++++ Data listing

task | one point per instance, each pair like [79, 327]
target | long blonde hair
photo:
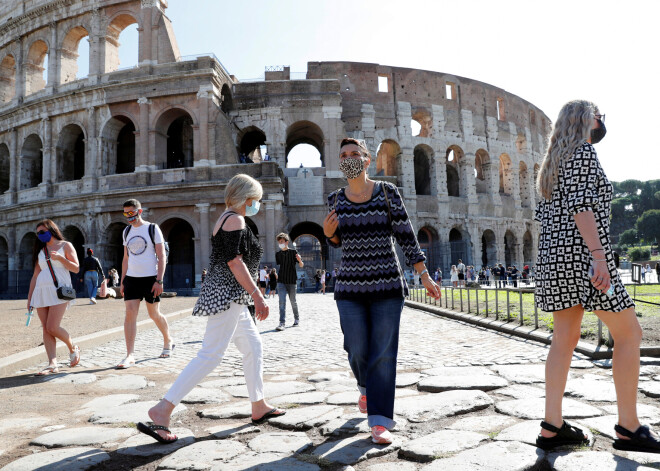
[572, 128]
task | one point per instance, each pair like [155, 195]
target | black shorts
[140, 288]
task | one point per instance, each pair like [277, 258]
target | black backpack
[152, 233]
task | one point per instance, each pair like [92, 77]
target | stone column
[204, 234]
[142, 160]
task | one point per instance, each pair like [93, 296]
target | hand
[330, 224]
[260, 308]
[157, 289]
[431, 287]
[601, 279]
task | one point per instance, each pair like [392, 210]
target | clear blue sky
[547, 53]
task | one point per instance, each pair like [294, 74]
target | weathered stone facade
[170, 130]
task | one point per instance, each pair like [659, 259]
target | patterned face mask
[352, 168]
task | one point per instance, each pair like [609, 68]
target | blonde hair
[572, 128]
[241, 188]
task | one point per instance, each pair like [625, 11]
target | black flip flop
[567, 435]
[641, 439]
[151, 431]
[268, 415]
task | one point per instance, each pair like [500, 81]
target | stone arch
[510, 246]
[35, 64]
[528, 248]
[506, 177]
[5, 167]
[118, 145]
[523, 181]
[488, 248]
[305, 132]
[424, 170]
[31, 162]
[175, 138]
[180, 235]
[388, 157]
[117, 24]
[250, 140]
[7, 79]
[482, 171]
[454, 155]
[69, 53]
[70, 153]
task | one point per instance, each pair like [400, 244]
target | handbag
[63, 292]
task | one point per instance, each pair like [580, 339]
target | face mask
[598, 133]
[253, 209]
[45, 237]
[352, 168]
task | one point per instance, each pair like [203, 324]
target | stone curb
[590, 350]
[9, 365]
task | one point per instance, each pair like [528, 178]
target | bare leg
[627, 335]
[130, 324]
[565, 337]
[161, 323]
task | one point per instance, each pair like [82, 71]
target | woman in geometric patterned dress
[574, 213]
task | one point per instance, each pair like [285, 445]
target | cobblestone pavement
[467, 398]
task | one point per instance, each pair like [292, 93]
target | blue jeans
[92, 283]
[371, 339]
[282, 291]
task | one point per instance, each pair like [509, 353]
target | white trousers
[233, 324]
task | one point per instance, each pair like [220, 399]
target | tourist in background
[43, 293]
[224, 301]
[363, 218]
[574, 213]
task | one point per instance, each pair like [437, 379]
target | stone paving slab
[593, 461]
[202, 455]
[353, 450]
[435, 406]
[83, 436]
[65, 459]
[498, 456]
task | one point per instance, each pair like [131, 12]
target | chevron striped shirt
[369, 266]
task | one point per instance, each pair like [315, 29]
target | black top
[286, 259]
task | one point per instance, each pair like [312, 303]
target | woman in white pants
[225, 295]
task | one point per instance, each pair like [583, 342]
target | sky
[545, 52]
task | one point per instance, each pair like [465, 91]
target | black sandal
[642, 439]
[567, 435]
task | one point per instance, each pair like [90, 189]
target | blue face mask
[253, 209]
[45, 236]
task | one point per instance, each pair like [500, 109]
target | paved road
[466, 395]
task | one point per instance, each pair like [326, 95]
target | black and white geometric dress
[220, 288]
[562, 266]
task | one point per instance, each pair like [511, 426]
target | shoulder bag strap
[50, 267]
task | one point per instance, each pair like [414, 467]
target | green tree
[648, 225]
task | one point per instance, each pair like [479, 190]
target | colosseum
[172, 130]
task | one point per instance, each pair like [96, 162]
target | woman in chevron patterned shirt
[369, 290]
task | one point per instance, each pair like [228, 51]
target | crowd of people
[364, 218]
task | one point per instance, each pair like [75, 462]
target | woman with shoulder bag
[53, 260]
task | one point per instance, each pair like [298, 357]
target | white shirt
[142, 260]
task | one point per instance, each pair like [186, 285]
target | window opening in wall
[416, 127]
[304, 155]
[383, 86]
[500, 109]
[450, 91]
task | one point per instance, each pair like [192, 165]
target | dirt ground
[82, 318]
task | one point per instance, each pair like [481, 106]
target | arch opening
[31, 162]
[71, 153]
[7, 79]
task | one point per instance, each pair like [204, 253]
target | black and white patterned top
[220, 288]
[562, 267]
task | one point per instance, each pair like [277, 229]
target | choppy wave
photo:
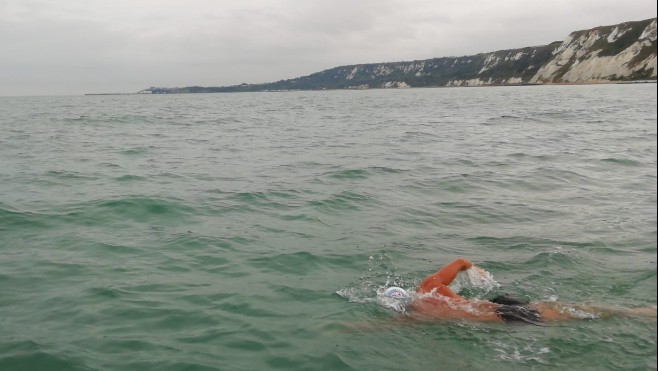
[259, 231]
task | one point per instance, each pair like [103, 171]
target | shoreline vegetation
[425, 87]
[616, 54]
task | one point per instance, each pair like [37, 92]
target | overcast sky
[51, 47]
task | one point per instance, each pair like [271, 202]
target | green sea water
[254, 231]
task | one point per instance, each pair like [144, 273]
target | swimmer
[435, 300]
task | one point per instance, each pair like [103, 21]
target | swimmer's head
[396, 293]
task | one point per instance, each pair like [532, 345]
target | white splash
[475, 278]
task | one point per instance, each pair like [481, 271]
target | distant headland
[625, 52]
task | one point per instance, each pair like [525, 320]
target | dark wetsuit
[515, 310]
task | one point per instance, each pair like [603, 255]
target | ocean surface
[256, 231]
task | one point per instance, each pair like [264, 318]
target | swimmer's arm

++++++++

**Required task:** Leave out every picture and copy the rest of the records exactly.

**Task result:**
task | one point per instance, each pair like [79, 327]
target | long blonde hair
photo:
[572, 128]
task | one point per instance, each pair like [155, 195]
target | black shorts
[140, 288]
task | one point per instance, each pair like [277, 258]
target | black backpack
[152, 233]
task | one point per instance, each pair like [92, 77]
target | stone column
[204, 234]
[142, 160]
task | one point per instance, each pair like [93, 296]
target | hand
[330, 224]
[260, 308]
[157, 289]
[431, 287]
[601, 279]
task | one point per instance, each pair like [392, 210]
target | clear blue sky
[547, 53]
task | one point per instance, each pair like [294, 74]
target | weathered stone facade
[170, 130]
task | one point per instance, each pair like [659, 259]
target | patterned face mask
[352, 168]
task | one point per instance, each pair like [609, 68]
target | blonde hair
[572, 128]
[241, 188]
task | one point per instance, each pair like [625, 11]
target | black flip flop
[567, 435]
[641, 439]
[151, 431]
[268, 415]
task | one point per instance, each pair like [500, 81]
target | stone arch
[510, 246]
[35, 64]
[528, 248]
[506, 177]
[5, 167]
[118, 145]
[523, 181]
[488, 248]
[305, 132]
[424, 170]
[31, 162]
[175, 138]
[180, 235]
[388, 157]
[117, 24]
[250, 140]
[7, 79]
[482, 171]
[454, 155]
[69, 53]
[70, 153]
task | one point per instance, each pair like [400, 244]
target | handbag
[63, 292]
task | one point per instance, each pair like [580, 339]
target | face mask
[598, 133]
[253, 209]
[45, 237]
[352, 168]
task | one point per instance, each pair like [203, 324]
target | stone curb
[590, 350]
[9, 365]
task | one point per instance, each pair like [528, 178]
target | bare leg
[627, 335]
[130, 324]
[565, 337]
[161, 323]
task | one point per instance, each pair like [82, 71]
target | woman in geometric patterned dress
[574, 213]
task | one point per instance, each pair like [285, 445]
target | cobblestone pavement
[467, 398]
task | one point per instance, each pair like [292, 93]
target | blue jeans
[92, 283]
[371, 339]
[282, 291]
task | one point per instance, each pair like [509, 353]
target | white trousers
[233, 324]
task | one point per instance, each pair like [220, 399]
target | tourist in background
[43, 293]
[224, 301]
[363, 218]
[574, 213]
task | one point per instance, each pair like [437, 379]
target | stone paving slab
[593, 461]
[202, 455]
[353, 450]
[435, 406]
[83, 436]
[65, 459]
[498, 456]
task | one point per instance, each pair like [131, 12]
target | chevron striped shirt
[369, 266]
task | one point per instance, each pair like [315, 29]
target | black top
[286, 259]
task | one point per instance, each pair like [312, 303]
target | woman in white pants
[225, 295]
task | one point per instance, each pair like [583, 342]
target | sky
[545, 52]
task | one point per instance, each pair like [465, 91]
target | black sandal
[642, 439]
[567, 435]
task | one point per instance, each pair like [90, 189]
target | blue face mask
[253, 209]
[45, 236]
task | one point per instance, each pair like [500, 109]
target | paved road
[466, 395]
task | one point per instance, each pair like [326, 95]
target | black and white geometric dress
[220, 288]
[562, 266]
task | one point per instance, each pair like [511, 426]
target | shoulder bag strap
[50, 267]
task | one point per instance, each pair like [414, 467]
target | green tree
[648, 225]
task | one point per instance, each pair like [479, 190]
target | colosseum
[172, 130]
task | one point per instance, each pair like [96, 162]
target | woman in chevron patterned shirt
[369, 290]
task | one point per instance, each pair like [228, 51]
target | crowd of people
[364, 218]
task | one point per instance, each pair like [75, 462]
target | woman with shoulder bag
[53, 260]
task | one point per instance, each pair like [298, 357]
target | white shirt
[142, 260]
task | one point per instance, each pair like [186, 285]
target | window opening in wall
[416, 127]
[304, 155]
[383, 86]
[500, 109]
[450, 91]
task | one point per instance, each pair like [192, 165]
target | dirt ground
[82, 318]
task | one point per instance, each pair like [481, 106]
target | arch opening
[31, 162]
[71, 153]
[7, 79]
task | one point per instance, each pair like [204, 253]
target | black and white patterned top
[220, 288]
[562, 267]
task | one point per instance, each pair like [277, 229]
target | choppy wave
photo:
[259, 231]
task | one point per instance, each pair like [103, 171]
target | shoreline vegetation
[425, 87]
[616, 54]
task | one point per instance, each pair like [37, 92]
target | overcast sky
[51, 47]
task | one point per instance, each pair like [271, 202]
target | green sea water
[254, 231]
task | one point per instance, each pair like [144, 273]
target | swimmer
[435, 300]
task | one point per instance, each pair like [103, 21]
target | swimmer's head
[396, 293]
task | one point per instance, each pair like [532, 345]
target | white splash
[475, 278]
task | one point per instance, each pair like [481, 271]
target | distant headland
[625, 52]
task | one point per instance, each pair like [525, 320]
target | dark wetsuit
[515, 310]
task | one point per instance, each pair like [603, 255]
target | ocean surface
[256, 231]
task | one point per instance, each pair like [264, 318]
target | swimmer's arm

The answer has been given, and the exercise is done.